REQUIRED TASK A
Do these statements agree with the passage on Brown's farm stand case? (i) Brown said the Maine state veterinarian told him he didn't need a license. (ii) The Maine Supreme Judicial Court accepted one of Brown's claims. (iii) The sign at Brown's farm stand measured 8.5 by 11 inches. Answer yes or no for each, and quote the words of the passage that decide it.
REQUIRED TASK B
Could you pick up the passage on Brown's farm stand court case after its last sentence and continue it?

EXTRACT TO READ

Brown countered that the state allowed farmers like him to produce small-scale farm products, such as the ones he produced for more than 30 years without a license, as long as they didn’t advertise or sell directly from the farm. Brown said he checked with the Maine state veterinarian and was told he didn’t need a license before purchasing his farm stand to sell at farmers markets in Blue Hill and elsewhere.

Cox, Brown’s attorney, argued that Brown was told that to be issued a distributor’s license, he would need to spend more than $20,000 to improve his farm stand to meet state requirements, effectively pricing him and small farmers like him out of business.

The Maine Supreme Judicial Court rejected each of Brown’s claims and ruled that his use of an 8.5-inch-by-11-inch sign at his farm stand saying, “This milk is not pasteurized,” wasn’t enough to comply with state law.

RECORDED DATA
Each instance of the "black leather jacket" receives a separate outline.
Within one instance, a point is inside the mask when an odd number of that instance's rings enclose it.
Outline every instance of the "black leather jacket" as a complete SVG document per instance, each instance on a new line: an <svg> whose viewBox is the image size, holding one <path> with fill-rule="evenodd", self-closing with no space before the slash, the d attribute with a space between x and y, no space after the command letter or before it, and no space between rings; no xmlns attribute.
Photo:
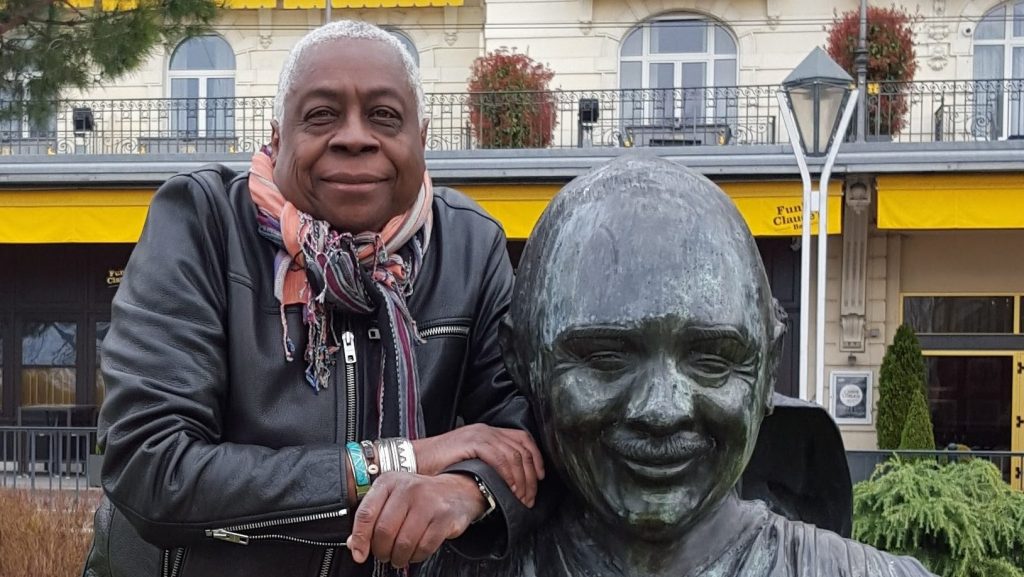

FINAL ANSWER A
(i) Yes: "Brown said he checked with the Maine state veterinarian and was told he didn’t need a license"
(ii) No: "The Maine Supreme Judicial Court rejected each of Brown’s claims"
(iii) Yes: "his use of an 8.5-inch-by-11-inch sign at his farm stand"

FINAL ANSWER B
“The small sign does little to inform customers at the farm stand who might notice it, and does nothing to inform individuals who may consume milk from the container once it has left the farm stand,” Alexander wrote in the decision.

Randlett said he was pleased with the court’s ruling but that the case could have been resolved earlier if Brown or his attorney had cooperated with the state.

“I didn’t think it needed to go this far,” Randlett said. “We made several good faith attempts to work with Mr. Brown and his attorney.”

Cox did not return a phone call seeking comment.